▶ _DOCUMENT EXTRACT_:
Here's what I've got on the rundown. A Prius owner says a stuck gas pedal took him on a run-away ride on a California highway. But, wait a second. Gas pedals weren't supposed to be the problem with the Prius. Those were brake problems. Is this a brand-new issue for Toyota to deal with? If so, it's a big one. Let's face it: a car that doesn't stop at 90 is every driver's problem.
Also on the rundown, a volatile topic that's been on a roller- coaster ride across the nation. I'm talking about gay marriage. As I speak, same-sex couples are legally tying the knot in the nation's capital for the first time ever. We're going to talk about it.
Plus, we've been battered with bad news about the housing market all year. Well, guess what? If you are thinking about buying a home, now might be the perfect time, and there plenty of good spots to do it.
Also, if you're looking to get rid of your home, Uncle Sam is giving you and your lender some incentives. We'll break that all down for you.
But first up, Toyota. Things have kind of downshifted for the car maker and calmed down a bit since those fiery congressional hearings in the last few weeks. Well, now they've revved up again, thanks to a Prius owner's wild ride. CNN's Deb Feyerick has the story for us now.
Deb, this was fascinating to find out about. Tell us what happened for our viewers who don't know. DEBORAH FEYERICK, CNN CORRESPONDENT: Well, you know, it's fascinating, because this is an account of a man whose car accelerated out of control, reaching speeds of over 90 miles an hour.
What's interesting is that Toyota now has a chance to get that car and analyze exactly what went wrong to see whether, in fact, they may be able to fix it. And they have mobilized a team to go down to inspect that vehicle.
But this was a wild ride. The driver, Jim Sikes, saying that he was traveling east along Interstate 8 just in the San Diego area when he attempted to pass another car. His vehicle seemed to just speed out of control. The gas pedal stuck, he says, and did something funny. It didn't come up. It was just sitting there on the floor of the vehicle. He did speak about this yesterday at a news conference.
(BEGIN VIDEO CLIP)
JIM SIKES, PRIUS OWNER: My thought was going over the side of the hill. Because there's too many hills, too many angles. And I wanted to shut the car off, but there was no straight, safe place to do it. And then nobody to protect me from behind.
There were a few times that I got really, really close to vehicles, especially a truck twice, once early in the game and then another one when he was on the side of me. Came real close.
(END VIDEO CLIP)
FEYERICK: Sikes was trying to maneuver his vehicle to figure out how best he could stop it. He was able to call 911. He said a dispatcher there tried to go through a list of ways that he might be able to stop that vehicle. None of them worked.
But because of that 911 call a highway patrol officer was able to pull alongside Sikes car, and he was able to use the P.A. system to try to instruct him what to do. And the way they stopped that car, apparently the driver stepped on the brakes while at the same time lifting up his emergency brake. That at least slowed the vehicle down to 50 miles an hour, enough for the driver to gain control.

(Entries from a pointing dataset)
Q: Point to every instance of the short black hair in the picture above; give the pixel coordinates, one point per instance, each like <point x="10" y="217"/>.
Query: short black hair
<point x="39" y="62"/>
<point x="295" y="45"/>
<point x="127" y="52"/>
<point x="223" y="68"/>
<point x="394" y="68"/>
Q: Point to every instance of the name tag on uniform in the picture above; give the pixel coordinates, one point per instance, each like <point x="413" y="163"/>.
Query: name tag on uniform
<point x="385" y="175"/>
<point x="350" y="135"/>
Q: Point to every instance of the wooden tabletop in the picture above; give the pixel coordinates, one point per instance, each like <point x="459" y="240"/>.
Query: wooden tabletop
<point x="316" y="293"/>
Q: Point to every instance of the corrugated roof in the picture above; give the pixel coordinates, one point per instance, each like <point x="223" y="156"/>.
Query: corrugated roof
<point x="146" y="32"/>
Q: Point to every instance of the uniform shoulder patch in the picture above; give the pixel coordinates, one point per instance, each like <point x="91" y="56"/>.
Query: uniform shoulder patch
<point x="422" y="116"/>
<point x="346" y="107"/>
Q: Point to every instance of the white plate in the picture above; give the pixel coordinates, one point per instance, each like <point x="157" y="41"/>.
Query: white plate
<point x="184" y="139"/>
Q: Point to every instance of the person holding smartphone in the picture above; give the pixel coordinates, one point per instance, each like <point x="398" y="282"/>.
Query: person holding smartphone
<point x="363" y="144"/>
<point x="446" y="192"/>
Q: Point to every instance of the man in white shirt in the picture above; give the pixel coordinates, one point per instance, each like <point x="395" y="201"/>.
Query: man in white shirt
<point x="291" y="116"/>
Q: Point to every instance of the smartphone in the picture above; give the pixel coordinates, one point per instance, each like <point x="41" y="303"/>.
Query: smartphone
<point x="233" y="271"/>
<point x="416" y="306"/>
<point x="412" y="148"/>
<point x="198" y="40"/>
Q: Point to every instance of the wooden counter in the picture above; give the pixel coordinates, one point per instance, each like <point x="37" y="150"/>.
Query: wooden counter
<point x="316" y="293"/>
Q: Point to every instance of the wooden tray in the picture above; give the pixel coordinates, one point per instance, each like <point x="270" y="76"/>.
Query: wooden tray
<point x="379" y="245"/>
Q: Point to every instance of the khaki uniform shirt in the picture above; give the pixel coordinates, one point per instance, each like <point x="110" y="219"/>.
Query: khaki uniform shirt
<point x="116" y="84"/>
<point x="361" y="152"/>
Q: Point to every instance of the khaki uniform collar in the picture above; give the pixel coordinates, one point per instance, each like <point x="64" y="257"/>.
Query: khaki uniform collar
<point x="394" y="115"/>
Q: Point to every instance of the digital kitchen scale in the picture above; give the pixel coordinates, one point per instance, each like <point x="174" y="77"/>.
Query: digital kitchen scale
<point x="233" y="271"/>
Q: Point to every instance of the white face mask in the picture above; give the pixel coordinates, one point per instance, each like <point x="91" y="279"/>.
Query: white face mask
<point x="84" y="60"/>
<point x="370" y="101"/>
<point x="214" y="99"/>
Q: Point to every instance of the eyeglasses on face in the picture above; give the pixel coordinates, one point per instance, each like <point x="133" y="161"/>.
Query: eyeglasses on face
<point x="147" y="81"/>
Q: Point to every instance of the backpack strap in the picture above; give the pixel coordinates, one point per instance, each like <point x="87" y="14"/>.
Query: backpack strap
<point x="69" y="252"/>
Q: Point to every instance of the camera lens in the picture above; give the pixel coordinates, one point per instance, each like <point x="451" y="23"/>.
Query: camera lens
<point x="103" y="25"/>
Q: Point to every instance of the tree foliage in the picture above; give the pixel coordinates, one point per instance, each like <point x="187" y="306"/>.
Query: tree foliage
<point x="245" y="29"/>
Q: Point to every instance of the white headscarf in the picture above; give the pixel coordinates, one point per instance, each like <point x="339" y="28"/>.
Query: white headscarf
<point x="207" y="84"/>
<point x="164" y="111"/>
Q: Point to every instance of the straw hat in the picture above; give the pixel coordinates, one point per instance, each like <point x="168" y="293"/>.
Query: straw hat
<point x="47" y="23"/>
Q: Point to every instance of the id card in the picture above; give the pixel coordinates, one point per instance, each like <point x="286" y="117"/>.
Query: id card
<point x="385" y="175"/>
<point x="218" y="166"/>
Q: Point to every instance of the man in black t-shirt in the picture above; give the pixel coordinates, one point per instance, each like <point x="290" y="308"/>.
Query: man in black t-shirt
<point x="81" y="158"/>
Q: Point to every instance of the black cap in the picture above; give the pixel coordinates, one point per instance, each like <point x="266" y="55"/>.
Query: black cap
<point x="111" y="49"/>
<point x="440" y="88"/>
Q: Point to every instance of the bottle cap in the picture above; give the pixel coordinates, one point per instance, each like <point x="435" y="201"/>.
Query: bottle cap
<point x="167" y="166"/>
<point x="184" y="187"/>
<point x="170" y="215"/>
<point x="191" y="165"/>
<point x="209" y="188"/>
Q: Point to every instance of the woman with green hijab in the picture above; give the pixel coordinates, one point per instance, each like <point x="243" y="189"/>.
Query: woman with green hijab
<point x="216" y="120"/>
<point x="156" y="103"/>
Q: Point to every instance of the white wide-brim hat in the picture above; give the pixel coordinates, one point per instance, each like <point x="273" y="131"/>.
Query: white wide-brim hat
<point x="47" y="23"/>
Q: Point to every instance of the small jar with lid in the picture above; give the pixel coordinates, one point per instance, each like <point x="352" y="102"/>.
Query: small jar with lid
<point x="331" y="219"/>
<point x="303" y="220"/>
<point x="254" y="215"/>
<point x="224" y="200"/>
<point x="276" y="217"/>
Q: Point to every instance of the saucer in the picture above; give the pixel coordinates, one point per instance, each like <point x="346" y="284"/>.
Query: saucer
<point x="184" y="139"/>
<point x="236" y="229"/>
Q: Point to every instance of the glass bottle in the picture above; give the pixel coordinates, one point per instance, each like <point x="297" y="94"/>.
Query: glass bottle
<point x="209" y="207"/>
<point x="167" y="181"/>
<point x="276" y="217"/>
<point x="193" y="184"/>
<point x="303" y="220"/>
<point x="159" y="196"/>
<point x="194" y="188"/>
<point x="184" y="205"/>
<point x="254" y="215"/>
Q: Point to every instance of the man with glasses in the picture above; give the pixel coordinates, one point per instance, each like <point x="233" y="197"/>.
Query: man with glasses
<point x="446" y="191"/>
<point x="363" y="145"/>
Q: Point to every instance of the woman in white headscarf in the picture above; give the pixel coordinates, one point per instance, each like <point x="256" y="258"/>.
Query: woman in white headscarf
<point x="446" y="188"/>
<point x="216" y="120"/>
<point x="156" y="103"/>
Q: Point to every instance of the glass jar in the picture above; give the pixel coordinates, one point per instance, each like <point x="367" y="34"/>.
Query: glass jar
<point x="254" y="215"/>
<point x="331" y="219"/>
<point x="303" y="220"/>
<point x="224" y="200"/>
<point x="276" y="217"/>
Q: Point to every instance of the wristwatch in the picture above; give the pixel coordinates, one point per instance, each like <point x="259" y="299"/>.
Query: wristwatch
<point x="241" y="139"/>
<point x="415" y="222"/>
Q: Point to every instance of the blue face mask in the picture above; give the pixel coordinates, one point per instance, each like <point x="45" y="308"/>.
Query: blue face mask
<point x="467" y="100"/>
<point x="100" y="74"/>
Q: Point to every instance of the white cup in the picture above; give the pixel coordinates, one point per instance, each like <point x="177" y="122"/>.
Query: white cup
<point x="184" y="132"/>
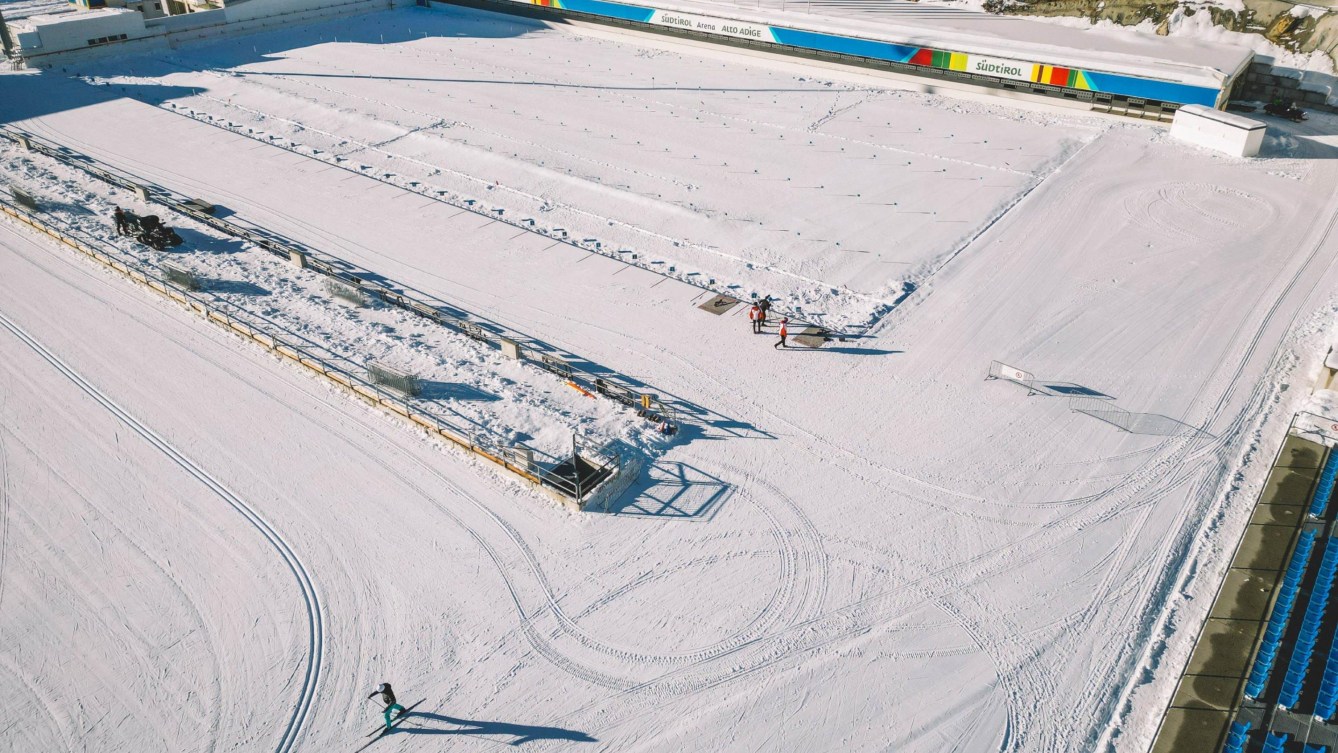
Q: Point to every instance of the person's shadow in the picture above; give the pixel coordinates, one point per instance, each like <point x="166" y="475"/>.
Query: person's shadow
<point x="519" y="733"/>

▶ _GOALS_:
1. In the Prius news transcript, why did Jim Sikes not shut off his car while it was speeding out of control?
2. Retype the stretch of the Prius news transcript from "JIM SIKES, PRIUS" through "me from behind.".
3. According to the Prius news transcript, what road was Jim Sikes on when his car sped out of control?

▶ _EXPECTED ANSWERS_:
1. He wanted to shut it off, but there was no straight, safe place to do it because there were too many hills and angles. He also had nobody to protect him from behind.

2.
JIM SIKES, PRIUS OWNER: My thought was going over the side of the hill. Because there's too many hills, too many angles. And I wanted to shut the car off, but there was no straight, safe place to do it. And then nobody to protect me from behind.

3. He was traveling east along Interstate 8 in the San Diego area.